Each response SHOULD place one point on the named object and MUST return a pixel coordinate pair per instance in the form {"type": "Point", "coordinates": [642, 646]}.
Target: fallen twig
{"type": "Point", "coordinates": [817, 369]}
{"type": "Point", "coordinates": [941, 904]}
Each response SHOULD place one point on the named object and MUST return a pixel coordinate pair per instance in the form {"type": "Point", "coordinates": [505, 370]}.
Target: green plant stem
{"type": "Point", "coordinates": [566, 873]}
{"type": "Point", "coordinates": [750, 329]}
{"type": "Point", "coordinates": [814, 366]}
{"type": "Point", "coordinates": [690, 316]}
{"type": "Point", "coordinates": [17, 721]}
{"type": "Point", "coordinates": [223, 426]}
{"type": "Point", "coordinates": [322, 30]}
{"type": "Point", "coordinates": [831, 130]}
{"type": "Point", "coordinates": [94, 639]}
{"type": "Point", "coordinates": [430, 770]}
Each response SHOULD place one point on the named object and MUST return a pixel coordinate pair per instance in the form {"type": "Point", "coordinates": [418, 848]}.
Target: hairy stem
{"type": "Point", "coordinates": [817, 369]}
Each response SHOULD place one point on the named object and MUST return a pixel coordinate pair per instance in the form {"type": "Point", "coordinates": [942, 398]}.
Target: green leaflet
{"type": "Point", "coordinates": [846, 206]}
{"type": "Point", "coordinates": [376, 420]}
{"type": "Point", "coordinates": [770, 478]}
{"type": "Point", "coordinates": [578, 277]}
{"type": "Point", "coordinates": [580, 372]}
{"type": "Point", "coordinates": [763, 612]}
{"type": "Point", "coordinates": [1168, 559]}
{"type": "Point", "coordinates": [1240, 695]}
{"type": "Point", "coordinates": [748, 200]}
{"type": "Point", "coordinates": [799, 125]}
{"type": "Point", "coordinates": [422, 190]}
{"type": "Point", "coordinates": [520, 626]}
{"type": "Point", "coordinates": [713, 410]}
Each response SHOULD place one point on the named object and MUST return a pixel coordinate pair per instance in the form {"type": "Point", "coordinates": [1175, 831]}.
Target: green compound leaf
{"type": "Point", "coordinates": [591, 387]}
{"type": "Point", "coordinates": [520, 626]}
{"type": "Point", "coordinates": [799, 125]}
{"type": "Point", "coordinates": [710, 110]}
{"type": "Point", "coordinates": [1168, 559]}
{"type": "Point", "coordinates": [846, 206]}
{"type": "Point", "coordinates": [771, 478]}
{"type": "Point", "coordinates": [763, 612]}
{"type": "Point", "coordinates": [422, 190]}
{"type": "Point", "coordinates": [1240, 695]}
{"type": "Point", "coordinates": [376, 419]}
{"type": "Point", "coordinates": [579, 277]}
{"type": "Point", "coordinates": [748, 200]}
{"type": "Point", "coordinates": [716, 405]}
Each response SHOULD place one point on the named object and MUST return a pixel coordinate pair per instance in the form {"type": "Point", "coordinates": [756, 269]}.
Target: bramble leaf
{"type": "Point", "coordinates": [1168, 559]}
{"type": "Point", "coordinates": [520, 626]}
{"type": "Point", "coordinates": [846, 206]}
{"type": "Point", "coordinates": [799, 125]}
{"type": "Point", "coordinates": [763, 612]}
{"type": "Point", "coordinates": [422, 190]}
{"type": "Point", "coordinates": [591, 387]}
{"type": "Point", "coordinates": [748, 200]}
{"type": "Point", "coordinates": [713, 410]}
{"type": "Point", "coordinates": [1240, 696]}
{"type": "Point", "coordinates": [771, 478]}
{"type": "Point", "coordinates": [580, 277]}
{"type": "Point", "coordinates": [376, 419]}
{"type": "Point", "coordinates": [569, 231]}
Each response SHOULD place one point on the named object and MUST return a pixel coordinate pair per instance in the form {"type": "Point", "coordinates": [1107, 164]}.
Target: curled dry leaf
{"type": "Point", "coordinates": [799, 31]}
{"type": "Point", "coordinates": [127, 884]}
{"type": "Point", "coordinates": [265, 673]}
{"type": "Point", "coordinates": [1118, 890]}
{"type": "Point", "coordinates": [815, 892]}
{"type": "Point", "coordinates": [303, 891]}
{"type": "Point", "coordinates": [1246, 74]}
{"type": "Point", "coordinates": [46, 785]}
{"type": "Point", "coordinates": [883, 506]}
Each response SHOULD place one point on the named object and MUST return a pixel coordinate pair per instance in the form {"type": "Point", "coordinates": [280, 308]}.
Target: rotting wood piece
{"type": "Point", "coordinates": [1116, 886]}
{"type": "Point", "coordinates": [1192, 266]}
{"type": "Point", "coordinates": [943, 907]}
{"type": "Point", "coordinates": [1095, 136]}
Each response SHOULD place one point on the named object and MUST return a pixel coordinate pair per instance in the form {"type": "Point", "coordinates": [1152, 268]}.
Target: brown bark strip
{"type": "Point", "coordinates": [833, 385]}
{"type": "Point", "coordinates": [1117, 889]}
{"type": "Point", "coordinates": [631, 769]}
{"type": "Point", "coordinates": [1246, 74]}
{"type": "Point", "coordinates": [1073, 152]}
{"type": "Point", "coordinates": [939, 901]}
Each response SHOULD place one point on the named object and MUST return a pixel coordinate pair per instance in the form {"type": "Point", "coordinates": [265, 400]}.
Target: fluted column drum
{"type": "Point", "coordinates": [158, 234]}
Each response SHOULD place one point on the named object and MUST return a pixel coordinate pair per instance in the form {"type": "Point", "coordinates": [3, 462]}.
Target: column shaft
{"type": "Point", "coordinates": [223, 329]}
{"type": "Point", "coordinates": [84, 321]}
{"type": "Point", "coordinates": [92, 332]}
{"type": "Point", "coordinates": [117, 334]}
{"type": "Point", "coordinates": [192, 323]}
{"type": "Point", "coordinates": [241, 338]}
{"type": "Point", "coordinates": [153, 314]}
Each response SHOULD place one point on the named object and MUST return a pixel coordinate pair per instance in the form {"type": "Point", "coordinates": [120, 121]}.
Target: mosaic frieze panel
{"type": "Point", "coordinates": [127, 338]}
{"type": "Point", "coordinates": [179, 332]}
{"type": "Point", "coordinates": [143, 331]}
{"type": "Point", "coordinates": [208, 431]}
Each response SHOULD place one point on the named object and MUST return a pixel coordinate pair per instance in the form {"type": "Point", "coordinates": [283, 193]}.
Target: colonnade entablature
┄┄┄┄┄┄┄┄┄┄┄┄┄┄┄┄┄┄┄┄
Direction - Your task is to repeat the data exactly, with nothing left out.

Expected output -
Each response SHOULD place one point on the named object and MUST return a pixel coordinate pair per instance in the form {"type": "Point", "coordinates": [642, 646]}.
Target: fallen twig
{"type": "Point", "coordinates": [817, 369]}
{"type": "Point", "coordinates": [941, 904]}
Each response SHOULD place one point on the named object and MUST return a pixel coordinate pair per instance in the form {"type": "Point", "coordinates": [505, 370]}.
Target: green plant stem
{"type": "Point", "coordinates": [566, 873]}
{"type": "Point", "coordinates": [750, 329]}
{"type": "Point", "coordinates": [814, 366]}
{"type": "Point", "coordinates": [690, 316]}
{"type": "Point", "coordinates": [17, 721]}
{"type": "Point", "coordinates": [223, 426]}
{"type": "Point", "coordinates": [322, 30]}
{"type": "Point", "coordinates": [831, 130]}
{"type": "Point", "coordinates": [94, 639]}
{"type": "Point", "coordinates": [430, 770]}
Each response SHOULD place one point on the named object and MUST return a pixel coordinate pair per instance in the form {"type": "Point", "coordinates": [418, 848]}.
Target: hairy stem
{"type": "Point", "coordinates": [817, 369]}
Each response SHOULD place one point on the named object and MUST return a pixel coordinate pair per instance in the form {"type": "Point", "coordinates": [942, 398]}.
Target: green leaflet
{"type": "Point", "coordinates": [846, 206]}
{"type": "Point", "coordinates": [376, 420]}
{"type": "Point", "coordinates": [770, 478]}
{"type": "Point", "coordinates": [578, 277]}
{"type": "Point", "coordinates": [580, 372]}
{"type": "Point", "coordinates": [763, 612]}
{"type": "Point", "coordinates": [1168, 559]}
{"type": "Point", "coordinates": [1240, 695]}
{"type": "Point", "coordinates": [748, 200]}
{"type": "Point", "coordinates": [799, 125]}
{"type": "Point", "coordinates": [422, 190]}
{"type": "Point", "coordinates": [520, 626]}
{"type": "Point", "coordinates": [713, 410]}
Each response SHOULD place one point on the named object and MUST return a pixel coordinate pair per instance in the form {"type": "Point", "coordinates": [1175, 831]}.
Target: green compound leaf
{"type": "Point", "coordinates": [591, 387]}
{"type": "Point", "coordinates": [520, 626]}
{"type": "Point", "coordinates": [799, 125]}
{"type": "Point", "coordinates": [710, 110]}
{"type": "Point", "coordinates": [1168, 559]}
{"type": "Point", "coordinates": [846, 206]}
{"type": "Point", "coordinates": [771, 478]}
{"type": "Point", "coordinates": [763, 612]}
{"type": "Point", "coordinates": [422, 190]}
{"type": "Point", "coordinates": [1240, 695]}
{"type": "Point", "coordinates": [376, 419]}
{"type": "Point", "coordinates": [579, 277]}
{"type": "Point", "coordinates": [748, 200]}
{"type": "Point", "coordinates": [716, 405]}
Each response SHOULD place one point on the named object and MUST return a pixel coordinate pair per instance in the form {"type": "Point", "coordinates": [756, 269]}.
Target: bramble leaf
{"type": "Point", "coordinates": [1168, 559]}
{"type": "Point", "coordinates": [520, 626]}
{"type": "Point", "coordinates": [846, 206]}
{"type": "Point", "coordinates": [799, 125]}
{"type": "Point", "coordinates": [763, 612]}
{"type": "Point", "coordinates": [422, 190]}
{"type": "Point", "coordinates": [591, 387]}
{"type": "Point", "coordinates": [748, 200]}
{"type": "Point", "coordinates": [713, 410]}
{"type": "Point", "coordinates": [1240, 696]}
{"type": "Point", "coordinates": [771, 478]}
{"type": "Point", "coordinates": [580, 277]}
{"type": "Point", "coordinates": [376, 419]}
{"type": "Point", "coordinates": [569, 231]}
Each response SHOULD place one point on the named object and MUST return a pixel coordinate pair per instance in the form {"type": "Point", "coordinates": [1107, 164]}.
Target: curled dry leaf
{"type": "Point", "coordinates": [799, 31]}
{"type": "Point", "coordinates": [127, 884]}
{"type": "Point", "coordinates": [265, 673]}
{"type": "Point", "coordinates": [1118, 890]}
{"type": "Point", "coordinates": [815, 892]}
{"type": "Point", "coordinates": [303, 891]}
{"type": "Point", "coordinates": [1246, 74]}
{"type": "Point", "coordinates": [46, 785]}
{"type": "Point", "coordinates": [883, 506]}
Each response SHOULD place one point on the named object and MUST return a pixel coordinate pair per instance in the form {"type": "Point", "coordinates": [280, 308]}.
Target: rotting wood piece
{"type": "Point", "coordinates": [1116, 886]}
{"type": "Point", "coordinates": [1192, 266]}
{"type": "Point", "coordinates": [943, 907]}
{"type": "Point", "coordinates": [1095, 136]}
Each response SHOULD place one point on the named object and MUST return a pixel coordinate pair per instance in the form {"type": "Point", "coordinates": [1152, 268]}.
Target: brown bark strip
{"type": "Point", "coordinates": [833, 385]}
{"type": "Point", "coordinates": [1117, 889]}
{"type": "Point", "coordinates": [631, 769]}
{"type": "Point", "coordinates": [1246, 74]}
{"type": "Point", "coordinates": [1073, 152]}
{"type": "Point", "coordinates": [939, 901]}
Each response SHOULD place one point on the named object and MUST return a pixel coordinate pair per instance in the form {"type": "Point", "coordinates": [265, 400]}.
Target: fluted column drum
{"type": "Point", "coordinates": [158, 234]}
Each response SHOULD place one point on the named object and MUST return a pixel coordinate pair per instance in the form {"type": "Point", "coordinates": [3, 462]}.
Target: column shaft
{"type": "Point", "coordinates": [223, 329]}
{"type": "Point", "coordinates": [84, 321]}
{"type": "Point", "coordinates": [92, 332]}
{"type": "Point", "coordinates": [117, 334]}
{"type": "Point", "coordinates": [192, 323]}
{"type": "Point", "coordinates": [241, 338]}
{"type": "Point", "coordinates": [153, 314]}
Each response SHOULD place one point on the named object and MUST return a pixel coordinate pair per instance in the form {"type": "Point", "coordinates": [120, 121]}.
Target: mosaic frieze panel
{"type": "Point", "coordinates": [127, 338]}
{"type": "Point", "coordinates": [179, 332]}
{"type": "Point", "coordinates": [143, 331]}
{"type": "Point", "coordinates": [208, 431]}
Each response SHOULD place one point on the named object and MUST return a pixel coordinate pair per instance in the form {"type": "Point", "coordinates": [283, 193]}.
Target: colonnade entablature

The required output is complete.